__PROBLEM TO SOLVE__
Give back exactly the lines running from the line with "Target: downspout" to the end of the entries, and only those lines.

__RECORDS SUPPLIED__
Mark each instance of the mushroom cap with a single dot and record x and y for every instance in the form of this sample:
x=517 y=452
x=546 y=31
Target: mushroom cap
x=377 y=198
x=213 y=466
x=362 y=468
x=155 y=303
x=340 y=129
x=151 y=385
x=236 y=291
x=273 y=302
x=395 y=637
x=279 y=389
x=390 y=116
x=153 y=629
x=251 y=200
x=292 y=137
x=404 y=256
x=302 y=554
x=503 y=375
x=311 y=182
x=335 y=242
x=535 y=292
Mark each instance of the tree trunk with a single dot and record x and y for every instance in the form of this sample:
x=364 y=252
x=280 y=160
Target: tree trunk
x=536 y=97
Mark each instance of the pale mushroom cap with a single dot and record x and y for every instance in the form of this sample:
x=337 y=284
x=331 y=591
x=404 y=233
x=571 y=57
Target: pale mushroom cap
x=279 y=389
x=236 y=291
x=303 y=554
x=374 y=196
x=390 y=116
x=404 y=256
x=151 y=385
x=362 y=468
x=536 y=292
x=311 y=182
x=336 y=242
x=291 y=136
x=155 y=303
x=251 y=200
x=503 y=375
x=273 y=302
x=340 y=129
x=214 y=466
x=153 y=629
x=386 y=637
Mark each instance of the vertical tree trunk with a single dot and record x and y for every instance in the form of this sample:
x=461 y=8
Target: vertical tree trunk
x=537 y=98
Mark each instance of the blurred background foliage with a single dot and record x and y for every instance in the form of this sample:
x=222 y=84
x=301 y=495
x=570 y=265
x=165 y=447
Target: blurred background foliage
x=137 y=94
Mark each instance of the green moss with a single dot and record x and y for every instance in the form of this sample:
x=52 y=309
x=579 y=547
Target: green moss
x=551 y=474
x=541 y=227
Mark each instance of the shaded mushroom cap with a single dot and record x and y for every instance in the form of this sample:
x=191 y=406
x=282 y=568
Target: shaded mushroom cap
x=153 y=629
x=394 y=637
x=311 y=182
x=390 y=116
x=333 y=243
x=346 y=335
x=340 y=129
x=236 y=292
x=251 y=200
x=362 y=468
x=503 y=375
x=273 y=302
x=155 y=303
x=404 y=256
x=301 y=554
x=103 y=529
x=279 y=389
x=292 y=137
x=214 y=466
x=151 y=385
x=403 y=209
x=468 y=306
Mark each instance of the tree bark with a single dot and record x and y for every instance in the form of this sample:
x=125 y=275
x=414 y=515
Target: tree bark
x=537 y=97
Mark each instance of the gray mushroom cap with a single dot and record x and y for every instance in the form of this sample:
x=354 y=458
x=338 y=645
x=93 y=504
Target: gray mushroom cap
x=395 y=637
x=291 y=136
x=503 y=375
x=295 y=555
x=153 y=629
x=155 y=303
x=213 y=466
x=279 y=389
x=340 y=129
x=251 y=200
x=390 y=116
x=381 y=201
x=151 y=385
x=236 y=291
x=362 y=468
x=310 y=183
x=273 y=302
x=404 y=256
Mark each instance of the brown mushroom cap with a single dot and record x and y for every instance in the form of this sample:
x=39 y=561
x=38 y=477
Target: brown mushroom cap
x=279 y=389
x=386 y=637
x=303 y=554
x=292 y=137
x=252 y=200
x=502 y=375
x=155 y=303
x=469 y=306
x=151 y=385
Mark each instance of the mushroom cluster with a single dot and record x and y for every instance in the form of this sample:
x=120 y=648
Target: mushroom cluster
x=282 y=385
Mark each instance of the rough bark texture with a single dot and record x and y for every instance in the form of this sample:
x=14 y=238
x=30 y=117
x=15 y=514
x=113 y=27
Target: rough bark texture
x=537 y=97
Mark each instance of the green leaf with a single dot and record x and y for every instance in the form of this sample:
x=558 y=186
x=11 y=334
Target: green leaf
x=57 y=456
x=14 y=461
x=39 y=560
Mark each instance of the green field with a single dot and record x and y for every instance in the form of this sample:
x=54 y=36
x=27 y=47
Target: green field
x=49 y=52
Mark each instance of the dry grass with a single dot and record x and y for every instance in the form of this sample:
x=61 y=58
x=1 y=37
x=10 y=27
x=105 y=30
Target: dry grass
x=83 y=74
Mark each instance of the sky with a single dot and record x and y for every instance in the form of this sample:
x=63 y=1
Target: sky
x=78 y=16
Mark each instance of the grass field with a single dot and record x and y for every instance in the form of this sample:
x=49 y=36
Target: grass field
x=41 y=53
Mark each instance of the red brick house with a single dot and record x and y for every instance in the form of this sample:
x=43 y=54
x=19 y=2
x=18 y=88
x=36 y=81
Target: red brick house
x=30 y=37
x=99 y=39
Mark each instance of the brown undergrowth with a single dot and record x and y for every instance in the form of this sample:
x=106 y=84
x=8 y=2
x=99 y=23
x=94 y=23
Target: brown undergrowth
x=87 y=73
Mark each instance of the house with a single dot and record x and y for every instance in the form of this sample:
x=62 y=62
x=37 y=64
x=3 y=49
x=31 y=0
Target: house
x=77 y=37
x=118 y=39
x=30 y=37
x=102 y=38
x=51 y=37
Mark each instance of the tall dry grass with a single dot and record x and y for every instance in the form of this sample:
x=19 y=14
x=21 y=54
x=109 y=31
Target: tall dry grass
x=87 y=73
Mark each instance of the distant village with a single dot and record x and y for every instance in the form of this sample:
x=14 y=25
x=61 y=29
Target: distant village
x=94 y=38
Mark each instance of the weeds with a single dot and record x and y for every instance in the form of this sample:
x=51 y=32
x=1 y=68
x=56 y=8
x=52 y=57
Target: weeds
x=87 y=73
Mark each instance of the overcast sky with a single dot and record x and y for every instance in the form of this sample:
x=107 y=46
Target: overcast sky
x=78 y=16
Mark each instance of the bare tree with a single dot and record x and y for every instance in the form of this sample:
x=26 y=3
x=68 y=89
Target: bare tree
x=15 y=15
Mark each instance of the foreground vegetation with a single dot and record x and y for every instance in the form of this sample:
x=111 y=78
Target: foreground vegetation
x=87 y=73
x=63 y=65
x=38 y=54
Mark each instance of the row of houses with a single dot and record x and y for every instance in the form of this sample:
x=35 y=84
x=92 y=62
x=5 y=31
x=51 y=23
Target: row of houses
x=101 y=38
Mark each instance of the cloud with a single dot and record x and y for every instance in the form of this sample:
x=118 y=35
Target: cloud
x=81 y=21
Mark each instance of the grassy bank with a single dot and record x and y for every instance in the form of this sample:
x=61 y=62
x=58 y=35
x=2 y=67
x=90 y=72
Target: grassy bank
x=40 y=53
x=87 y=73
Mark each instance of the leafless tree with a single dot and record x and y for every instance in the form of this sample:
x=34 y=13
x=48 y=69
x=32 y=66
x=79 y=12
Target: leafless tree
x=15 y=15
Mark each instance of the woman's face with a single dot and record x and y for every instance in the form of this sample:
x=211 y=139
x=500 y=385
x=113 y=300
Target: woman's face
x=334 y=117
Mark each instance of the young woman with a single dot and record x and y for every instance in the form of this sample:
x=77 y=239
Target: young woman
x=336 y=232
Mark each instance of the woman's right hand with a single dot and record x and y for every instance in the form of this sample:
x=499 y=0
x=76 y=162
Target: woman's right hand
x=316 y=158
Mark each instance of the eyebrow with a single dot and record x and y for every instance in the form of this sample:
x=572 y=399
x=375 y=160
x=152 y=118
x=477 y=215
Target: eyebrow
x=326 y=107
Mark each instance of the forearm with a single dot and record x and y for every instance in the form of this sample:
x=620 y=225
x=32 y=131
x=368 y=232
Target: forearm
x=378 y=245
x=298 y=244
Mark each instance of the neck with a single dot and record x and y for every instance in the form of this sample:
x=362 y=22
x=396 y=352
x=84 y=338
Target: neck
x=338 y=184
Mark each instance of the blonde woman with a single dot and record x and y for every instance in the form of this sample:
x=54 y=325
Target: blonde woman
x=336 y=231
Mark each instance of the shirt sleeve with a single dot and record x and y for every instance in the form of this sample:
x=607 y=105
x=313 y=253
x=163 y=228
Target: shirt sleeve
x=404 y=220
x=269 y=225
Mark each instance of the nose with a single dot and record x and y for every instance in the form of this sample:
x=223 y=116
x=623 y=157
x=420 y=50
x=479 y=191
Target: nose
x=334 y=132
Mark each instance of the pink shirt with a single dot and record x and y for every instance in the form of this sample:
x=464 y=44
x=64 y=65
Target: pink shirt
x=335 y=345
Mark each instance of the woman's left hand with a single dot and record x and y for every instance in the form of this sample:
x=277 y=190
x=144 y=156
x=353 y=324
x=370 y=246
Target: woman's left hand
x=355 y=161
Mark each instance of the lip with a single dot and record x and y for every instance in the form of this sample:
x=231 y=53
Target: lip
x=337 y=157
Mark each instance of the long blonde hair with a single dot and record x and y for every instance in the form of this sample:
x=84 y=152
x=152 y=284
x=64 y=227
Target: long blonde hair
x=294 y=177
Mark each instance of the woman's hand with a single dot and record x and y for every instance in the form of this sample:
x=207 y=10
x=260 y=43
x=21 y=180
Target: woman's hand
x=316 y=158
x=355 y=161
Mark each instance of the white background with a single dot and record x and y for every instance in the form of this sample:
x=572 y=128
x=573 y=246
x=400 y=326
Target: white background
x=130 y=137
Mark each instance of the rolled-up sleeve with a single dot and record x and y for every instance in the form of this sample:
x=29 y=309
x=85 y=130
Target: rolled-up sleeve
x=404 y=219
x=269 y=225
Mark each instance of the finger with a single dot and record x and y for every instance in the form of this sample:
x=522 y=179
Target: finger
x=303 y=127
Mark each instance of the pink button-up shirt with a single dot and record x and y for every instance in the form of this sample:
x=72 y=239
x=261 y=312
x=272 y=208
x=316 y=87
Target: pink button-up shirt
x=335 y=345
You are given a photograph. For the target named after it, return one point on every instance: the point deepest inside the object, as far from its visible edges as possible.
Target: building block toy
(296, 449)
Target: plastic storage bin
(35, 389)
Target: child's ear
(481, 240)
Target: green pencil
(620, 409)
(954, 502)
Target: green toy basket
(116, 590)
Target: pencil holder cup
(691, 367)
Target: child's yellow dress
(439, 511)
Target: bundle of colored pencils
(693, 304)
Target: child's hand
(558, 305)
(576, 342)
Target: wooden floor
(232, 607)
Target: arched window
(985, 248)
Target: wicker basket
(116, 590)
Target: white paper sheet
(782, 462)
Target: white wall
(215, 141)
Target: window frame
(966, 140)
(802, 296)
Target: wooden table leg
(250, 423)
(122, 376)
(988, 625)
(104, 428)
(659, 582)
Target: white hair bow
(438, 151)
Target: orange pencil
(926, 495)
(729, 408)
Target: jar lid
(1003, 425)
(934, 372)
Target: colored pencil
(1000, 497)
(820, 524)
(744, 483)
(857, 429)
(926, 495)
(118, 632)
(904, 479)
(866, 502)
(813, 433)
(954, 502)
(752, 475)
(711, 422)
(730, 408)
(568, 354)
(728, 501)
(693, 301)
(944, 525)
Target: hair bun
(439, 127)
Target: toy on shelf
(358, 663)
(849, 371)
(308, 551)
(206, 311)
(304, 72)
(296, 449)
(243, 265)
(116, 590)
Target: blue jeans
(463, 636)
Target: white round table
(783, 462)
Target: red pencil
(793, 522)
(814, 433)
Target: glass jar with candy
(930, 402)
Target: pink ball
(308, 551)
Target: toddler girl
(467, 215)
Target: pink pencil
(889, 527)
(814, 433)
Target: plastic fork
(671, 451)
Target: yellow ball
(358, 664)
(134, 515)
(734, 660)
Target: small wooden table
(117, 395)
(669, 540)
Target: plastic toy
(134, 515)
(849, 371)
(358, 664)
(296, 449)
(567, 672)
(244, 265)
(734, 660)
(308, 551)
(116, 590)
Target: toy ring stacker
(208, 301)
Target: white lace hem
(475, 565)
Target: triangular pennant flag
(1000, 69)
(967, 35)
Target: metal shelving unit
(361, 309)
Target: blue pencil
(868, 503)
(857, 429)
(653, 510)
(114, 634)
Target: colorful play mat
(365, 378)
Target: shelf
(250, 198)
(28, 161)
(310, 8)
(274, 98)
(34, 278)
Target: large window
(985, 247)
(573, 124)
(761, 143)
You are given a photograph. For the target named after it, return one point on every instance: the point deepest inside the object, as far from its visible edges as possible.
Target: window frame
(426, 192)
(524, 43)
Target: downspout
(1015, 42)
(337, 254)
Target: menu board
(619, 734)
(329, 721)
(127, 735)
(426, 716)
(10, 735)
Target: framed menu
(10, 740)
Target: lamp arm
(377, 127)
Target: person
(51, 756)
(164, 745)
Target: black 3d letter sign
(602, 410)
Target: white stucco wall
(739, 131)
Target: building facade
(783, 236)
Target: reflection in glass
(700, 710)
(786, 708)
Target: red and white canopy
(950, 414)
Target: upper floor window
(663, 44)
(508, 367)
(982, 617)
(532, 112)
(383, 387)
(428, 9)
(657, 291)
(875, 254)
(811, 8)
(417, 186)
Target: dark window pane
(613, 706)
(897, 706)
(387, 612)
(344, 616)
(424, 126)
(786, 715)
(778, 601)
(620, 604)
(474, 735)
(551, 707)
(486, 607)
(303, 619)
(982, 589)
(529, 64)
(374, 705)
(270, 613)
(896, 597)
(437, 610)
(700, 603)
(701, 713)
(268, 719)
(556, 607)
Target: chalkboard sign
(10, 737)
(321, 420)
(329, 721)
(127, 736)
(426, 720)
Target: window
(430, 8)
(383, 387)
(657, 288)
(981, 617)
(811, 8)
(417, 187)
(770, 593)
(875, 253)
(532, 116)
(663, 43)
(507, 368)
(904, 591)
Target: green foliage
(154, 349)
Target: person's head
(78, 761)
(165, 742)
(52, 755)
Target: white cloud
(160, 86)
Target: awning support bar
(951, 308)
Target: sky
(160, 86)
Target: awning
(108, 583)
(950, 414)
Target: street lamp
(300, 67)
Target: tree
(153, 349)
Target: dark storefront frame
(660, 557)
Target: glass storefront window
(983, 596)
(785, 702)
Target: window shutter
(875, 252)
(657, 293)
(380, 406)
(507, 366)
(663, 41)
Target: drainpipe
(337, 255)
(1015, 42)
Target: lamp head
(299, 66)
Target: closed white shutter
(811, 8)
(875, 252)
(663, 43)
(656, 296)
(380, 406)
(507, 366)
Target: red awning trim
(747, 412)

__WORKED SOLUTION__
Target: downspout
(1015, 42)
(337, 254)
Target: menu board
(619, 734)
(329, 721)
(127, 735)
(426, 716)
(10, 735)
Target: framed menu
(10, 740)
Target: lamp arm
(377, 127)
Target: person
(51, 756)
(164, 745)
Target: black 3d letter sign
(602, 410)
Target: white stucco wall
(739, 131)
Target: building facade
(783, 236)
Target: reflection in glass
(700, 710)
(786, 708)
Target: red and white canopy
(950, 414)
Target: upper floor window
(663, 44)
(508, 367)
(982, 617)
(532, 112)
(383, 387)
(428, 9)
(657, 291)
(875, 254)
(811, 8)
(417, 186)
Target: dark window pane
(613, 706)
(897, 706)
(387, 612)
(344, 616)
(424, 126)
(786, 715)
(778, 601)
(620, 604)
(474, 735)
(551, 707)
(486, 607)
(303, 619)
(982, 589)
(529, 64)
(374, 705)
(270, 613)
(896, 597)
(437, 610)
(700, 603)
(701, 713)
(268, 719)
(556, 607)
Target: chalkboard sign
(10, 737)
(321, 420)
(329, 721)
(127, 736)
(426, 720)
Target: window
(430, 8)
(383, 387)
(657, 288)
(981, 617)
(811, 8)
(417, 187)
(770, 593)
(875, 253)
(532, 116)
(663, 43)
(507, 368)
(904, 591)
Target: green foliage
(154, 349)
Target: person's head
(78, 761)
(165, 742)
(52, 755)
Target: white cloud
(160, 86)
Target: awning support bar
(951, 308)
Target: sky
(160, 86)
Target: awning
(108, 583)
(950, 414)
Target: street lamp
(300, 67)
Target: tree
(153, 349)
Target: dark storefront frame
(660, 557)
Target: glass storefront window
(983, 596)
(785, 702)
Target: window shutter
(875, 252)
(657, 293)
(380, 406)
(507, 366)
(663, 41)
Target: drainpipe
(337, 255)
(1015, 42)
Target: lamp head
(299, 66)
Target: closed white shutter
(811, 8)
(875, 252)
(663, 43)
(656, 296)
(380, 406)
(507, 366)
Target: red awning trim
(747, 412)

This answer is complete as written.